§ **Given request**
Rewrite every line of the records below as a numbered list, omitting any blank lines.

§ **Data listing**
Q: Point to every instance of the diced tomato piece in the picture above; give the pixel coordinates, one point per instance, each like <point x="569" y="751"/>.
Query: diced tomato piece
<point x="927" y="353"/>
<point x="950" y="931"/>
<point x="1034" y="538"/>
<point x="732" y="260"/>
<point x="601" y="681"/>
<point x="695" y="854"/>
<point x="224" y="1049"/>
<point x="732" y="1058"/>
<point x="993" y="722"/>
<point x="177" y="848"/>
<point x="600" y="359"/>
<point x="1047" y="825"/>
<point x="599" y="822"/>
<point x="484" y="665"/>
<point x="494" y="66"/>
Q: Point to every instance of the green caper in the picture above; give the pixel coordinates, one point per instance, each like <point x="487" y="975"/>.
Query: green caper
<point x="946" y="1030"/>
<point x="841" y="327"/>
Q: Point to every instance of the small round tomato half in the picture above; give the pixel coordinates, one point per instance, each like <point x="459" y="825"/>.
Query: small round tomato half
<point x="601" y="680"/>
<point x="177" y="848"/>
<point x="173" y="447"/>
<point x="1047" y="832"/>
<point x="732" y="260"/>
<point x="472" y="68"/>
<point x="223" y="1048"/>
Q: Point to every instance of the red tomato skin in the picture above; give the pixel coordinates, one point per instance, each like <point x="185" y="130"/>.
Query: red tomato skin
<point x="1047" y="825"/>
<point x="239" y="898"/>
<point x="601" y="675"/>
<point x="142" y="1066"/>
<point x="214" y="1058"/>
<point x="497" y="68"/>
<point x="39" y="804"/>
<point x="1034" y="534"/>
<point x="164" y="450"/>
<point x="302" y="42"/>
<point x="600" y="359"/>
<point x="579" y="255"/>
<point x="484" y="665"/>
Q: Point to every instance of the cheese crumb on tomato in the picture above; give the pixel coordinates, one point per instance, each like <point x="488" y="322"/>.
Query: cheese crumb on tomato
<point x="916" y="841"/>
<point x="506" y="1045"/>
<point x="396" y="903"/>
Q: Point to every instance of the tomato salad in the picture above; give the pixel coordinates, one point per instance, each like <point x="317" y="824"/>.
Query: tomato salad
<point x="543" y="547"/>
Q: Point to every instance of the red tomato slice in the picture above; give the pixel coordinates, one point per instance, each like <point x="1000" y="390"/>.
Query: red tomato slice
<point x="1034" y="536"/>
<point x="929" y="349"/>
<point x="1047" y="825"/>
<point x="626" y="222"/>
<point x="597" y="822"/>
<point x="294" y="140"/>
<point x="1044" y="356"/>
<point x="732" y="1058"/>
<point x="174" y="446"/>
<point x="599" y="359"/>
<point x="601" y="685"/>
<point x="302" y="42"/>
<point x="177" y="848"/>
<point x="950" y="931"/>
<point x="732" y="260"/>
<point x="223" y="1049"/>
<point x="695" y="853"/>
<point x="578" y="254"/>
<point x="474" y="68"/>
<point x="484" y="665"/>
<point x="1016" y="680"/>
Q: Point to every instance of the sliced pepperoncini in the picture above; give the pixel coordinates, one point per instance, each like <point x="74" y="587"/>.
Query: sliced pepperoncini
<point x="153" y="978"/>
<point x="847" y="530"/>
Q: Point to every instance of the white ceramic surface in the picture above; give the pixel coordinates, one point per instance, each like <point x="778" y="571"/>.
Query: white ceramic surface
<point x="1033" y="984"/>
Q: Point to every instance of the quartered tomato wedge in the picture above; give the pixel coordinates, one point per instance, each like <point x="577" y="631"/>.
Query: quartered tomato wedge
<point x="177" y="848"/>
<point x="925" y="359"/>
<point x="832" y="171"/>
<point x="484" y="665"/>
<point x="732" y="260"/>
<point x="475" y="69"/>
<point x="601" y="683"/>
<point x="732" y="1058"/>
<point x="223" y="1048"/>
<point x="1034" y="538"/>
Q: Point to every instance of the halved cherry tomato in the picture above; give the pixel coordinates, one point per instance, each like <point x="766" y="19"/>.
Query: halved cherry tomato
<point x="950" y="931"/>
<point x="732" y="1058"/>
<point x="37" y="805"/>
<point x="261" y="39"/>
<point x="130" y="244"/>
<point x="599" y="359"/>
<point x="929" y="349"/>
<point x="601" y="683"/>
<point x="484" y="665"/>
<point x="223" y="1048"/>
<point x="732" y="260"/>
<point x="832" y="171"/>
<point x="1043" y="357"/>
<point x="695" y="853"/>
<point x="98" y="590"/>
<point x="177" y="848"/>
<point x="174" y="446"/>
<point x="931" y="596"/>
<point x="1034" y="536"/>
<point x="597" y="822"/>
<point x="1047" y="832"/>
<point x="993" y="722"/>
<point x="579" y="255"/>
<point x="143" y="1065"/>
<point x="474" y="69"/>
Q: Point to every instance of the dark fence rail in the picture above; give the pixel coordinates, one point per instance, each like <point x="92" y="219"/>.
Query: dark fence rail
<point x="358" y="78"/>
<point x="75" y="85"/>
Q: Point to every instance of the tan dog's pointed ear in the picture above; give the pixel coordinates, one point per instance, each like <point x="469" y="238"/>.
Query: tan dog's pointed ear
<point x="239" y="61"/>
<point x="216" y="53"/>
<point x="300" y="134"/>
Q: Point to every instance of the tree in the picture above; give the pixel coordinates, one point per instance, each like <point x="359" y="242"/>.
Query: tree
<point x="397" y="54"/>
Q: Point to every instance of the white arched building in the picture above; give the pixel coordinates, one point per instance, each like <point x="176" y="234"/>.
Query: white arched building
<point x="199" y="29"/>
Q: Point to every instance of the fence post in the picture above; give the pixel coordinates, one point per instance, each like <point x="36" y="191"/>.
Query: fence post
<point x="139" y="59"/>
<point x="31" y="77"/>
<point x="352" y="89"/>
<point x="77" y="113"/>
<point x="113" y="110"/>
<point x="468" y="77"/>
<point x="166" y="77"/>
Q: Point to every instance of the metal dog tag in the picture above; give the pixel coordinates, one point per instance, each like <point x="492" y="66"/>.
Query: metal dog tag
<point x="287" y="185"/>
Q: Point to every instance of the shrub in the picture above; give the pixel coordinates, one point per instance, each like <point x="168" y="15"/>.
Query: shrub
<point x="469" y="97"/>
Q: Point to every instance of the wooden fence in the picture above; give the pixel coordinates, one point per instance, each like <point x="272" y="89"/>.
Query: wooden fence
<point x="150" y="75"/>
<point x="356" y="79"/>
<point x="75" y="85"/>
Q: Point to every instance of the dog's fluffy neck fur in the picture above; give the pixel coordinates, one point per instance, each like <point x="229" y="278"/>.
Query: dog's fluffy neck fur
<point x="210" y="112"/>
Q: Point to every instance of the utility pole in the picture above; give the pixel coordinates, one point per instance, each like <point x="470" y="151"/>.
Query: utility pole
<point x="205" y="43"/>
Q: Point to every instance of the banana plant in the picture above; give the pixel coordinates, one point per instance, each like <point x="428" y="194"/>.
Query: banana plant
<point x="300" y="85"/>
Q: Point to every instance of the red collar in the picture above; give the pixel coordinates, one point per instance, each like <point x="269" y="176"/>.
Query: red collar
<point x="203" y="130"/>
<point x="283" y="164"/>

§ **Task response**
1. Q: Point to every instance of the diced tomato piece in the picture above; give the pixel coordinates, one point per instance, each like <point x="569" y="751"/>.
2. Query: diced tomato piece
3. <point x="927" y="353"/>
4. <point x="950" y="931"/>
5. <point x="1034" y="538"/>
6. <point x="732" y="260"/>
7. <point x="601" y="681"/>
8. <point x="695" y="854"/>
9. <point x="224" y="1049"/>
10. <point x="732" y="1058"/>
11. <point x="993" y="722"/>
12. <point x="177" y="848"/>
13. <point x="600" y="359"/>
14. <point x="1047" y="825"/>
15. <point x="599" y="822"/>
16. <point x="484" y="665"/>
17. <point x="494" y="66"/>
18. Q: Point to every instance of the green caper in the picture above; give the pixel coordinates, one point per instance, each like <point x="487" y="975"/>.
19. Query: green caper
20. <point x="946" y="1030"/>
21. <point x="841" y="327"/>
22. Q: Point to every instance of the small round tomato half in the picture above; give the pixel coordinates, one point per instance, each like <point x="459" y="825"/>.
23. Query: small round tomato half
24. <point x="601" y="680"/>
25. <point x="177" y="848"/>
26. <point x="173" y="447"/>
27. <point x="1047" y="832"/>
28. <point x="732" y="260"/>
29. <point x="472" y="68"/>
30. <point x="223" y="1048"/>
31. Q: Point to every instance of the red tomato skin in the picture above; give the pixel coordinates, one point per instance, each like <point x="185" y="130"/>.
32. Query: red tomato skin
33. <point x="1047" y="825"/>
34. <point x="239" y="898"/>
35. <point x="601" y="675"/>
36. <point x="142" y="1066"/>
37. <point x="214" y="1058"/>
38. <point x="497" y="68"/>
39. <point x="39" y="804"/>
40. <point x="1034" y="534"/>
41. <point x="164" y="450"/>
42. <point x="302" y="42"/>
43. <point x="600" y="359"/>
44. <point x="579" y="255"/>
45. <point x="484" y="665"/>
46. Q: Point to every instance of the cheese crumb on tomato in the picture above; give the pixel coordinates, one point per instance, each like <point x="488" y="322"/>.
47. Query: cheese crumb on tomato
48. <point x="916" y="841"/>
49. <point x="506" y="1045"/>
50. <point x="396" y="903"/>
51. Q: Point to every instance of the tomato salad in the picture above; give the pixel coordinates, one point per instance, each like <point x="317" y="824"/>.
52. Query: tomato salad
53. <point x="543" y="547"/>
54. Q: Point to every instance of the red tomato slice in the picture above; give the pixel coordinates, one point per instance, each like <point x="1000" y="390"/>.
55. Query: red tomato slice
56. <point x="1034" y="536"/>
57. <point x="929" y="349"/>
58. <point x="1047" y="825"/>
59. <point x="626" y="222"/>
60. <point x="597" y="822"/>
61. <point x="294" y="140"/>
62. <point x="1044" y="356"/>
63. <point x="732" y="1058"/>
64. <point x="174" y="446"/>
65. <point x="599" y="359"/>
66. <point x="601" y="685"/>
67. <point x="302" y="42"/>
68. <point x="177" y="848"/>
69. <point x="950" y="931"/>
70. <point x="732" y="260"/>
71. <point x="223" y="1049"/>
72. <point x="695" y="853"/>
73. <point x="578" y="254"/>
74. <point x="474" y="68"/>
75. <point x="484" y="665"/>
76. <point x="1016" y="680"/>
77. Q: Point to every instance of the sliced pepperoncini in the picture above; give the pixel coordinates, one point per instance, each like <point x="74" y="587"/>.
78. Query: sliced pepperoncini
79. <point x="153" y="978"/>
80. <point x="847" y="530"/>
81. Q: Point to every instance of the white ceramic surface in the picture above; give the pixel coordinates, one point per instance, each like <point x="778" y="571"/>.
82. Query: white ceramic surface
83. <point x="1033" y="984"/>
84. Q: Point to every instance of the quartered tomato wedge in the picture above; give the pixel coordinates, one point per instance, each like <point x="577" y="631"/>.
85. Query: quartered tomato wedge
86. <point x="177" y="848"/>
87. <point x="925" y="359"/>
88. <point x="832" y="171"/>
89. <point x="484" y="665"/>
90. <point x="732" y="260"/>
91. <point x="475" y="69"/>
92. <point x="601" y="683"/>
93. <point x="732" y="1058"/>
94. <point x="223" y="1048"/>
95. <point x="1034" y="538"/>
96. Q: Point to every instance of the halved cherry tomato in the picture above; give the pixel coordinates, one point per instance, each like <point x="766" y="19"/>.
97. Query: halved cherry tomato
98. <point x="950" y="931"/>
99. <point x="732" y="1058"/>
100. <point x="37" y="805"/>
101. <point x="261" y="39"/>
102. <point x="130" y="244"/>
103. <point x="599" y="359"/>
104. <point x="929" y="349"/>
105. <point x="601" y="683"/>
106. <point x="484" y="665"/>
107. <point x="223" y="1048"/>
108. <point x="732" y="260"/>
109. <point x="832" y="171"/>
110. <point x="1043" y="357"/>
111. <point x="695" y="853"/>
112. <point x="98" y="590"/>
113. <point x="177" y="848"/>
114. <point x="174" y="446"/>
115. <point x="931" y="596"/>
116. <point x="1034" y="536"/>
117. <point x="597" y="822"/>
118. <point x="1047" y="832"/>
119. <point x="993" y="722"/>
120. <point x="579" y="255"/>
121. <point x="143" y="1065"/>
122. <point x="474" y="69"/>
123. Q: Point to every instance of the dark fence rail in the picture above; give the pixel coordinates, one point per instance, each like <point x="92" y="219"/>.
124. Query: dark fence rail
125. <point x="358" y="78"/>
126. <point x="75" y="85"/>
127. Q: Point to every instance of the tan dog's pointed ear in the picture above; give the pixel coordinates, one point per instance, each like <point x="469" y="238"/>.
128. Query: tan dog's pointed ear
129. <point x="239" y="61"/>
130. <point x="216" y="53"/>
131. <point x="300" y="134"/>
132. Q: Point to every instance of the tree in the picture above; give the pixel coordinates, one point per instance, each like <point x="359" y="242"/>.
133. Query: tree
134. <point x="397" y="54"/>
135. Q: Point to every instance of the white arched building in the picture above; give the pixel coordinates, one point per instance, each like <point x="176" y="234"/>.
136. Query: white arched building
137. <point x="199" y="29"/>
138. Q: Point to every instance of the fence post in the picture above; give the pixel coordinates, one point per instance, each like <point x="36" y="191"/>.
139. Query: fence post
140. <point x="139" y="59"/>
141. <point x="31" y="77"/>
142. <point x="352" y="89"/>
143. <point x="77" y="113"/>
144. <point x="113" y="110"/>
145. <point x="468" y="77"/>
146. <point x="166" y="77"/>
147. Q: Point to every instance of the metal dog tag in the picture above; give the pixel coordinates, one point per instance, each like <point x="492" y="66"/>.
148. Query: metal dog tag
149. <point x="287" y="185"/>
150. Q: Point to every instance of the shrub in the picture above; give the pixel coordinates, one point per instance, each like <point x="168" y="15"/>.
151. Query: shrub
152. <point x="469" y="97"/>
153. Q: Point to every instance of the wooden fence in the picture above; give the pixel coordinates, one point per instance, each like <point x="272" y="89"/>.
154. Query: wooden fence
155. <point x="150" y="75"/>
156. <point x="356" y="79"/>
157. <point x="75" y="85"/>
158. Q: Point to every instance of the dog's fluffy neck fur in the picture above; give the pixel coordinates, one point per instance, each like <point x="229" y="278"/>.
159. Query: dog's fluffy neck fur
160. <point x="210" y="112"/>
161. Q: Point to every instance of the utility pole in the picture above; give the pixel coordinates, one point per instance, each like <point x="470" y="151"/>.
162. Query: utility pole
163. <point x="205" y="43"/>
164. Q: Point to every instance of the banana plant in the picture above; give the pixel coordinates, one point per instance, each like <point x="428" y="194"/>.
165. Query: banana plant
166. <point x="300" y="85"/>
167. Q: Point to every instance of the red collar in the picture above; give the pixel coordinates, one point per instance, each like <point x="269" y="176"/>.
168. Query: red collar
169. <point x="203" y="130"/>
170. <point x="283" y="164"/>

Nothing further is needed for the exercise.